┌──

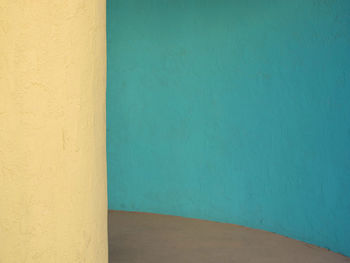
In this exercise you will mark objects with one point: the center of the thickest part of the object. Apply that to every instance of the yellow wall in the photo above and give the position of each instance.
(53, 204)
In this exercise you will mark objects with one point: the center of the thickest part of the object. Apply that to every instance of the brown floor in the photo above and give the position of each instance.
(150, 238)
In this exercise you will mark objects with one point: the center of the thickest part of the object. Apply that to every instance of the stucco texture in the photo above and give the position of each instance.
(53, 203)
(236, 111)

└──

• [WHAT YOU HAVE TO DO]: Print again the material above, limited to the lines from the one holding "of the stucco" through the last, inclusive.

• [RESPONSE TO THE EXERCISE]:
In this exercise you will mark objects with one point: the center of the thickest part of the object. Apply that to every instance of the stucco texture in the photo above and give the position of each instance.
(53, 203)
(236, 111)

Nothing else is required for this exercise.